Given passage:
§ §

Issue opened to that effect: https://github.com/JuliaLang/julia/issues/5843.
I think this would be a really beneficial change, actually.


On Mon, Feb 17, 2014 at 11:13 PM, Stefan Karpinski <[email protected]>wrote:

> Yes, that's just a missing optimization / feature of type inference.
>
> I'd argue that it should be perfectly reasonable to capture bindings
> before executing comprehensions – the theory being that comprehensions are
> inherently parallel so any change to the binding of f shouldn't be visible
> until after the comprehension is evaluated. Thus, you could interpret
>
> [f(x) for x in [1,2,3]]
>
>
> as
>
> let f = f
>   [f(x) for x in [1,2,3]]
> end
>
>
> This would actually make most of the type inference issues with
> comprehensions disappear. We should probably do that.

§ §

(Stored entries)

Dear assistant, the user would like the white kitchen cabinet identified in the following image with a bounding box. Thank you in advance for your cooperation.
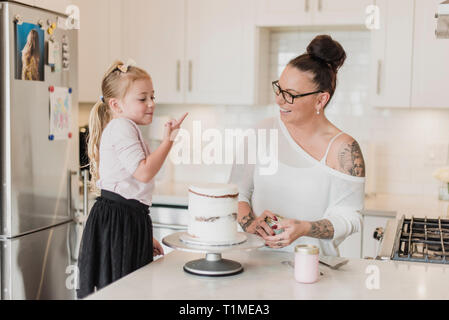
[123,0,186,103]
[15,0,72,13]
[256,0,315,26]
[256,0,374,27]
[311,0,374,25]
[73,0,122,103]
[370,0,414,108]
[338,211,396,259]
[361,213,395,258]
[184,0,255,104]
[12,0,37,6]
[411,0,449,108]
[338,232,362,259]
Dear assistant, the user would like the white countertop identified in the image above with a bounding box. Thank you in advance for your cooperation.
[87,250,449,300]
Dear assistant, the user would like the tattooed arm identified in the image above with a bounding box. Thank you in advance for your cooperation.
[265,219,334,248]
[306,219,334,239]
[338,137,365,177]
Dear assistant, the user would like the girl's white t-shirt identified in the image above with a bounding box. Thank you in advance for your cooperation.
[97,118,154,206]
[230,117,365,256]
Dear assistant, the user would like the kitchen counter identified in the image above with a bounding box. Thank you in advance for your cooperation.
[365,194,449,218]
[87,250,449,300]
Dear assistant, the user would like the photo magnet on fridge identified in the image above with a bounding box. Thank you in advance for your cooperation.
[49,86,72,141]
[15,22,45,81]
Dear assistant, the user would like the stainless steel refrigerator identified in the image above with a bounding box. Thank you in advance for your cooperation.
[0,1,82,299]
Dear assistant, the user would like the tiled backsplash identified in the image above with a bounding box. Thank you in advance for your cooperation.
[80,30,449,196]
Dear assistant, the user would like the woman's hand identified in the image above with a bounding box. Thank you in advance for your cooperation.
[264,219,310,249]
[153,238,164,257]
[245,210,277,239]
[164,112,189,142]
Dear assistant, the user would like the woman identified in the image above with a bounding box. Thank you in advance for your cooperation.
[22,30,40,81]
[231,35,365,256]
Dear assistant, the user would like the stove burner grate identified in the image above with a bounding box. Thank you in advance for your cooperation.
[392,217,449,264]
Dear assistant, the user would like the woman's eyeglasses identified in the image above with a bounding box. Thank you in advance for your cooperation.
[271,80,324,104]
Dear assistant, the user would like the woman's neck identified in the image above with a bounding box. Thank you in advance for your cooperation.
[284,115,331,140]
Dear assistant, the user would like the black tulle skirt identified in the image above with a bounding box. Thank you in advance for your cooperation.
[77,190,153,299]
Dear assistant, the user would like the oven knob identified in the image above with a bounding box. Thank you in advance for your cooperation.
[373,227,384,241]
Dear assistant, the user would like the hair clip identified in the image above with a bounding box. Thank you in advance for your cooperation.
[117,59,137,73]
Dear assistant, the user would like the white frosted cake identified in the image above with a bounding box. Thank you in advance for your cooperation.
[188,183,239,243]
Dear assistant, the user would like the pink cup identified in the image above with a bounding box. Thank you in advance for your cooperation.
[295,244,320,283]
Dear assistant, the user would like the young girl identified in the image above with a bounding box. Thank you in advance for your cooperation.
[77,61,187,298]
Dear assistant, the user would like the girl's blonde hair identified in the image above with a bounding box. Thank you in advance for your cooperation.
[87,61,150,195]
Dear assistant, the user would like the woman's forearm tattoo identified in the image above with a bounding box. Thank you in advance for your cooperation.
[307,219,334,239]
[239,209,256,232]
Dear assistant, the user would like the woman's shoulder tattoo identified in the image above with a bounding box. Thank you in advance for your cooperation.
[338,140,365,177]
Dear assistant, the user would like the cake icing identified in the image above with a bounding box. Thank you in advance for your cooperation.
[188,184,238,243]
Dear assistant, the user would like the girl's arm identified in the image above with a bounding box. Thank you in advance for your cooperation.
[133,113,188,183]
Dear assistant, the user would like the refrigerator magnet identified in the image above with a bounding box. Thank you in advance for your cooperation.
[15,22,45,81]
[50,87,72,140]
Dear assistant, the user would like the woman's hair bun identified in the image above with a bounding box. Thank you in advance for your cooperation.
[307,35,346,72]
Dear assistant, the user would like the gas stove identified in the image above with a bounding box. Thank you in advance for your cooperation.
[376,216,449,264]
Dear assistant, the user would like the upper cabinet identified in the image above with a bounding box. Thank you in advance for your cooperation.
[370,0,449,108]
[73,0,122,103]
[256,0,315,26]
[310,0,374,25]
[34,0,72,13]
[411,0,449,108]
[15,0,72,13]
[184,0,255,104]
[108,0,255,104]
[256,0,373,27]
[370,0,414,108]
[123,0,186,103]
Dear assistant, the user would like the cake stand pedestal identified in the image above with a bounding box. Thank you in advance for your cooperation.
[162,232,265,277]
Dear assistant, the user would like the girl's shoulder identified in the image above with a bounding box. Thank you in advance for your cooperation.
[102,118,139,139]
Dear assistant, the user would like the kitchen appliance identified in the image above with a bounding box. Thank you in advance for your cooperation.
[374,216,449,264]
[0,1,85,299]
[435,0,449,39]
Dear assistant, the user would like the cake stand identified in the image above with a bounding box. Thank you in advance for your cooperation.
[162,232,265,277]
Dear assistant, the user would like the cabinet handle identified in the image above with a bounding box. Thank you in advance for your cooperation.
[67,170,78,219]
[153,222,187,230]
[176,60,181,92]
[189,60,192,92]
[376,60,382,95]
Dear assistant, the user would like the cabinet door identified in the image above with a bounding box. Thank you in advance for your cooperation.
[370,0,414,108]
[185,0,256,104]
[123,0,185,103]
[12,0,36,6]
[362,215,395,258]
[412,0,449,108]
[313,0,374,25]
[73,0,122,103]
[34,0,72,13]
[256,0,315,26]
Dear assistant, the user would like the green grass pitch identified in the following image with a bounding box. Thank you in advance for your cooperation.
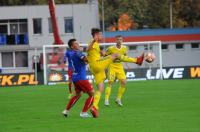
[0,80,200,132]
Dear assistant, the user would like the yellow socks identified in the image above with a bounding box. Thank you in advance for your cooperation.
[105,87,111,100]
[93,90,101,110]
[119,55,137,63]
[117,87,125,100]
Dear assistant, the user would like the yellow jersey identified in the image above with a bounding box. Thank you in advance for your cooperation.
[87,42,101,64]
[106,45,127,68]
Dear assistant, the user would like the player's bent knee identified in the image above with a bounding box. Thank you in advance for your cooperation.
[121,80,126,86]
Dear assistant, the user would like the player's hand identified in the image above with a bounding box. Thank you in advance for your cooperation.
[100,50,106,56]
[79,47,83,51]
[127,66,131,72]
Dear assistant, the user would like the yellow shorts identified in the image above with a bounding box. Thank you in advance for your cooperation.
[108,67,126,82]
[89,55,113,85]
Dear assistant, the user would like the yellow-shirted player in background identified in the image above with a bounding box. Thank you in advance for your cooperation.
[87,28,144,117]
[104,35,129,106]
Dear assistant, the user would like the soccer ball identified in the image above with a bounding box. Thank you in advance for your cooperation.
[145,52,156,63]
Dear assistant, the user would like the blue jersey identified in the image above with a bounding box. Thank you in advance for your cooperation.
[64,49,73,69]
[71,51,87,82]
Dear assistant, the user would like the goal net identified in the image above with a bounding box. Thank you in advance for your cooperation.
[43,41,163,85]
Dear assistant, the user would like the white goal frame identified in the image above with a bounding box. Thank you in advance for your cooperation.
[43,41,163,85]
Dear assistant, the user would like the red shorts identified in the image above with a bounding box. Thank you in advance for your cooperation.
[74,80,93,93]
[67,69,73,80]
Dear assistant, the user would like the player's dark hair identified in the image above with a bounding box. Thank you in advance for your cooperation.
[68,39,76,48]
[91,28,101,37]
[115,35,122,38]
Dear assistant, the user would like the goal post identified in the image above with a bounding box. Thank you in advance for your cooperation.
[43,41,163,85]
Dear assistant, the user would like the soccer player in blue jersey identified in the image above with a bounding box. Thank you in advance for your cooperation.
[64,49,73,99]
[63,39,98,117]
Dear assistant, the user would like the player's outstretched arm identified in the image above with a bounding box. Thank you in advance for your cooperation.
[86,39,95,51]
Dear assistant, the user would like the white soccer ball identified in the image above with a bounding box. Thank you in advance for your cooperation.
[145,52,156,63]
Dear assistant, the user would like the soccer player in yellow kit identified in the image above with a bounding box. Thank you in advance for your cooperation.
[87,28,144,117]
[104,35,129,106]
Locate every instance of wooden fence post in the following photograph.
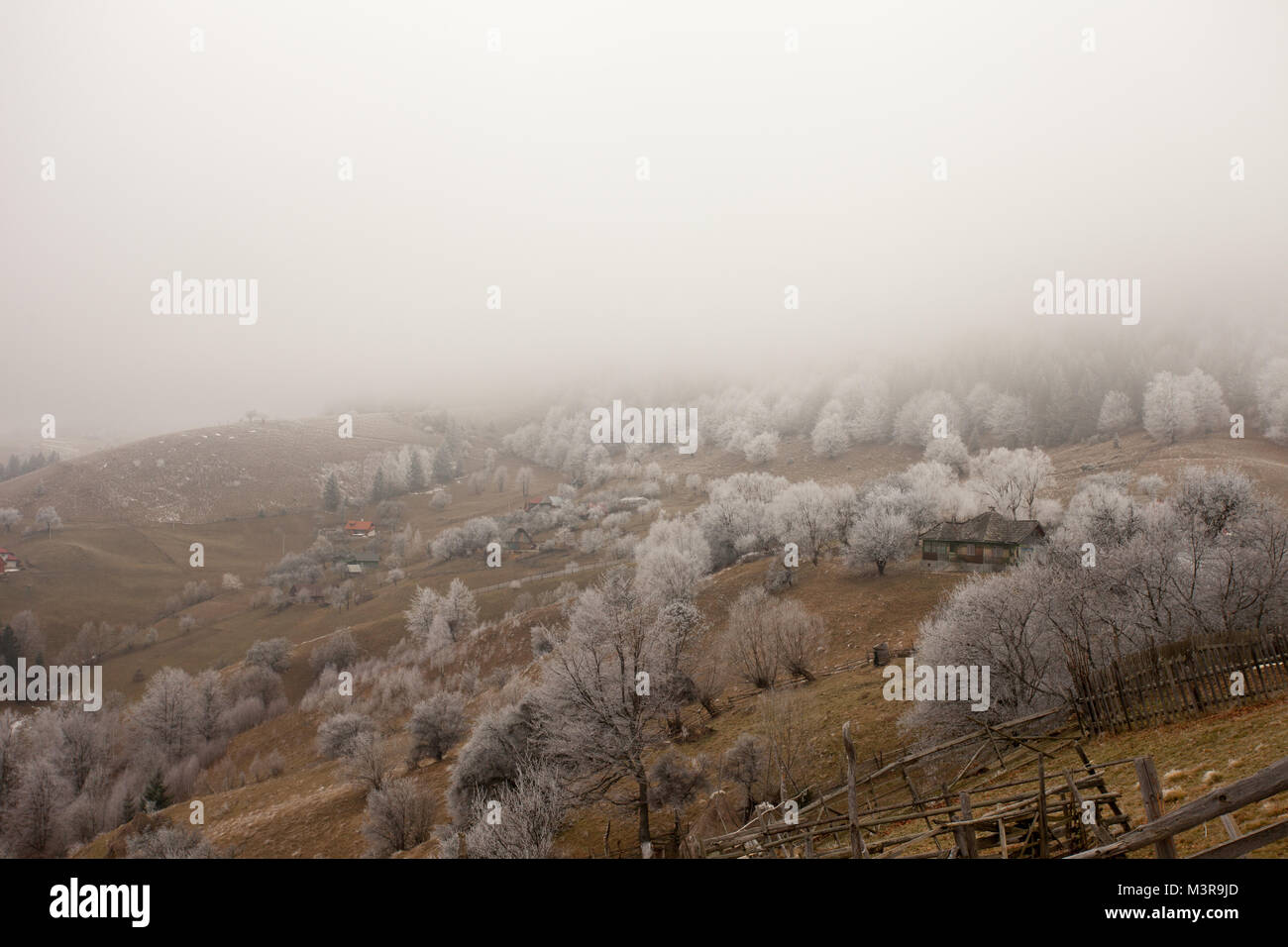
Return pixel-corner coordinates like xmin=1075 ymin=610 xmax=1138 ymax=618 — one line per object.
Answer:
xmin=1136 ymin=756 xmax=1176 ymax=858
xmin=1038 ymin=753 xmax=1051 ymax=858
xmin=841 ymin=720 xmax=868 ymax=858
xmin=953 ymin=791 xmax=979 ymax=858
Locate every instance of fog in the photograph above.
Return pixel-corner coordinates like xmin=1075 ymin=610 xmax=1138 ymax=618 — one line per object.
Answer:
xmin=0 ymin=0 xmax=1288 ymax=440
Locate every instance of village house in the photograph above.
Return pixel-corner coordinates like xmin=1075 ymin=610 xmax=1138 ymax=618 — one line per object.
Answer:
xmin=919 ymin=510 xmax=1046 ymax=573
xmin=290 ymin=583 xmax=326 ymax=603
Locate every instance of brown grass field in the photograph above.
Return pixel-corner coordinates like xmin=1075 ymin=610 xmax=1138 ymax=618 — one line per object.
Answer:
xmin=0 ymin=416 xmax=1288 ymax=858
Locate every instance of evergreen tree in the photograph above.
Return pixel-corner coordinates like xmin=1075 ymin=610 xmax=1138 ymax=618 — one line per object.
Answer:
xmin=143 ymin=767 xmax=171 ymax=811
xmin=322 ymin=471 xmax=340 ymax=513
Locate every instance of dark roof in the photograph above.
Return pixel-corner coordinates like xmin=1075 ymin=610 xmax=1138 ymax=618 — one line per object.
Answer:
xmin=921 ymin=510 xmax=1046 ymax=545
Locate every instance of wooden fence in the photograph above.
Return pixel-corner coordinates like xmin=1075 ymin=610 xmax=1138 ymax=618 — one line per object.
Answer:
xmin=1070 ymin=756 xmax=1288 ymax=858
xmin=682 ymin=707 xmax=1130 ymax=858
xmin=1073 ymin=631 xmax=1288 ymax=733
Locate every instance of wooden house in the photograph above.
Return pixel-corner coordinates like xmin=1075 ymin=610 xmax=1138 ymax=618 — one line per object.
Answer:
xmin=919 ymin=510 xmax=1046 ymax=573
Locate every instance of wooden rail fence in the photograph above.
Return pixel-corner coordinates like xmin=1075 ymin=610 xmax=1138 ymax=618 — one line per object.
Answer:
xmin=1072 ymin=631 xmax=1288 ymax=733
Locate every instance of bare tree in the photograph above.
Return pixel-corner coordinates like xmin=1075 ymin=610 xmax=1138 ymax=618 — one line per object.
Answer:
xmin=724 ymin=587 xmax=781 ymax=688
xmin=407 ymin=690 xmax=469 ymax=766
xmin=722 ymin=733 xmax=769 ymax=821
xmin=1141 ymin=371 xmax=1199 ymax=443
xmin=36 ymin=506 xmax=63 ymax=536
xmin=846 ymin=505 xmax=917 ymax=576
xmin=649 ymin=750 xmax=711 ymax=843
xmin=132 ymin=668 xmax=201 ymax=762
xmin=246 ymin=638 xmax=291 ymax=674
xmin=542 ymin=570 xmax=685 ymax=858
xmin=362 ymin=779 xmax=434 ymax=858
xmin=465 ymin=767 xmax=568 ymax=858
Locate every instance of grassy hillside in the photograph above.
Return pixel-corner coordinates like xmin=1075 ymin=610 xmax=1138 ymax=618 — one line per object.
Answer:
xmin=17 ymin=425 xmax=1288 ymax=857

§ §

From the message about comprehensions and type inference, extract the passage from "Issue opened to" to "of type inference.".

Final result:
Issue opened to that effect: https://github.com/JuliaLang/julia/issues/5843.
I think this would be a really beneficial change, actually.


On Mon, Feb 17, 2014 at 11:13 PM, Stefan Karpinski <[email protected]>wrote:

> Yes, that's just a missing optimization / feature of type inference.